**Records provided**
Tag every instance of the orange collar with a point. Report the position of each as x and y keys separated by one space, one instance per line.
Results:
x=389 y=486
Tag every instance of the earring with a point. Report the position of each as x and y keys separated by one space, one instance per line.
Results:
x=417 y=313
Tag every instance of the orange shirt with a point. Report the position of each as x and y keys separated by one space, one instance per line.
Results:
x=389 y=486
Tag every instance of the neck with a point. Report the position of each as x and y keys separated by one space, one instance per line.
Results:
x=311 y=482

---

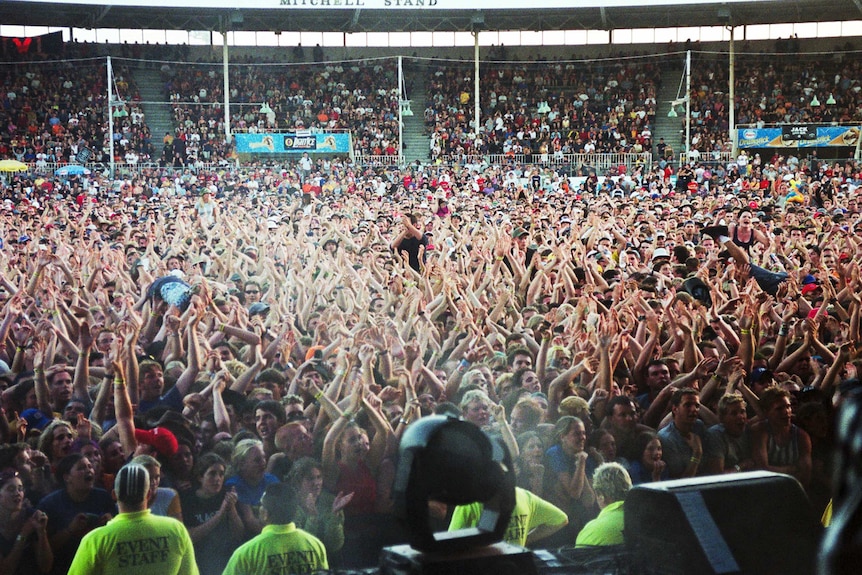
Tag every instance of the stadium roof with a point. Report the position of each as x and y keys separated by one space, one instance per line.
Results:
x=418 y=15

==

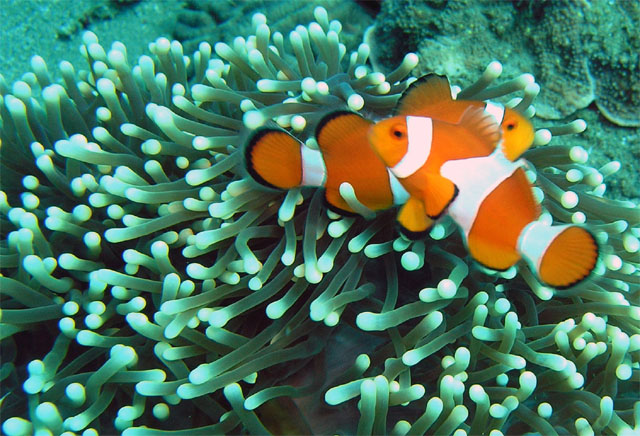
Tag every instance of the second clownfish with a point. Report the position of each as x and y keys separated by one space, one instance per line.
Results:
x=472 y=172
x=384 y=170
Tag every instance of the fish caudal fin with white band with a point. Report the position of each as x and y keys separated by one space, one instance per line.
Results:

**Directions for this task**
Reply with the count alone: how many lines of the records contain the string "orange"?

**Solved problem**
2